Text provided:

* * *

"Gypsy Sisters?" That sounds like an oxymoron, doesn't it? One of the fundamental obligations of both men and women religious is stability: they stay put. So how could religious sisters be gypsies? It's easy.
When Bishop William K. Weigand was ordained for the Diocese of Salt Lake City in 1980, he came from the Diocese of Boise, which is a largely rural diocese similar to this one, in which priests minister to small flocks in farflung areas remote from large urban centers. When he first arrived in Salt Lake City, his local advisors informed him (though he scarcely needed to be reminded) that Catholics in the remote corners of the diocese often felt isolated, and were in especial need of pastoral care. So, as a symbol of his awareness and concern for them, even before he visited the populous and well-established parishes of Salt Lake Valley, he journeyed to places like Vernal and Richfield and Kanab, assuring people there that they were part of the Utah Catholic community and that he would see that, insofar as resources allowed, they would be ministered to.
But how to do that? Priests were already stretched thin in those areas, traveling sometimes hundreds of miles each week to bring the Gospel and the sacraments of the Church to Catholics in widely scattered missions and stations. Some deacons were available, though not many, because the diocese had only begun ordaining them in 1976 following the revival of the permanent diaconate after the Second Vatican Council.
The southern part of the diocese, from Delta to St. George, and from Richfield to Kanab, was particularly needy. So the bishop did two things to try to help Catholics there to feel like they were still under the umbrella of the Church: one was to institute the Southwest Conference. Periodically, pastors were told to suspend Mass in their parishes and missions and travel instead to Cedar City, where Bishop Weigand himself would celebrate Mass, followed by a potluck lunch and a question and answer session, in which he could become aware of local feelings and needs. The conferences also had the effect of bringing widely scattered Catholics together to get acquainted and to realize that they were not as isolated as they may have thought.
The other thing he did was to recruit two Holy Cross Sisters, Patricia Riley and Eileen Dewsnup, to move to southern Utah and establish a roving presence among the parishes and missions as they traveled around from a base in Cedar City. At first, the two sisters were baffled by the assignment.
"What do you see us doing in Southern Utah?" they asked the bishop.
His response did little to clarify things: "You know, I really don't know. Why don't you go to each of those towns and spend a few days and get the parishioners together and see what they need?"

* * *

Required actions:
A) According to the text on the Gypsy Sisters, which city served as the base from which the two Holy Cross Sisters traveled around southern Utah?
B) Print the passage of the Gypsy Sisters text from "But how to do" to "Second Vatican Council.".
These records come from a separate, unrelated source.

(Natural language descriptions of regions)

* * *

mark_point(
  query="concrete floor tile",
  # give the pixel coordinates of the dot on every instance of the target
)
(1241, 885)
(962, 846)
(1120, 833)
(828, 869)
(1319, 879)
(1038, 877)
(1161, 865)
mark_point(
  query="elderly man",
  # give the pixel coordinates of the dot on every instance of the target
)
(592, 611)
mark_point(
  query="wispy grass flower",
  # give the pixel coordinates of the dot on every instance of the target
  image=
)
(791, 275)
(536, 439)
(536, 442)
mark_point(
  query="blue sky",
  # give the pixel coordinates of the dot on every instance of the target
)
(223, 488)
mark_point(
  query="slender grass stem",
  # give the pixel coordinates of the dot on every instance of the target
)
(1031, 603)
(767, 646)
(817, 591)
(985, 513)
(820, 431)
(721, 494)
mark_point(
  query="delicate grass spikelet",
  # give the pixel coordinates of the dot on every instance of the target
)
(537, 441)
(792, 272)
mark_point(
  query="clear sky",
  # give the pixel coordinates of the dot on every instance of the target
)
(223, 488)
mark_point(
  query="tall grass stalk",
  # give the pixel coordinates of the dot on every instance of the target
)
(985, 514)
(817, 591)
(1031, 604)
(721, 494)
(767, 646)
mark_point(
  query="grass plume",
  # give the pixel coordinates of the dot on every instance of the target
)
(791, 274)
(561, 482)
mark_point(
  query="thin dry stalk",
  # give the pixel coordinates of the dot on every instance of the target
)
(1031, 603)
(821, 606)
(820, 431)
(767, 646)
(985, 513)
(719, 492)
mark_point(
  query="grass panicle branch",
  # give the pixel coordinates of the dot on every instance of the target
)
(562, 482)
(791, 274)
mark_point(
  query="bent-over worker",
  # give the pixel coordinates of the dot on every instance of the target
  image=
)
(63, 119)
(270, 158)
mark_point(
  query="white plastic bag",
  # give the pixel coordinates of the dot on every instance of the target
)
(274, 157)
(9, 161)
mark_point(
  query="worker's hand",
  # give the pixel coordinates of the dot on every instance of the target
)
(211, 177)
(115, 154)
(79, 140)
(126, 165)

* * *

Answers by task:
A) Cedar City

B)
But how to do that? Priests were already stretched thin in those areas, traveling sometimes hundreds of miles each week to bring the Gospel and the sacraments of the Church to Catholics in widely scattered missions and stations. Some deacons were available, though not many, because the diocese had only begun ordaining them in 1976 following the revival of the permanent diaconate after the Second Vatican Council.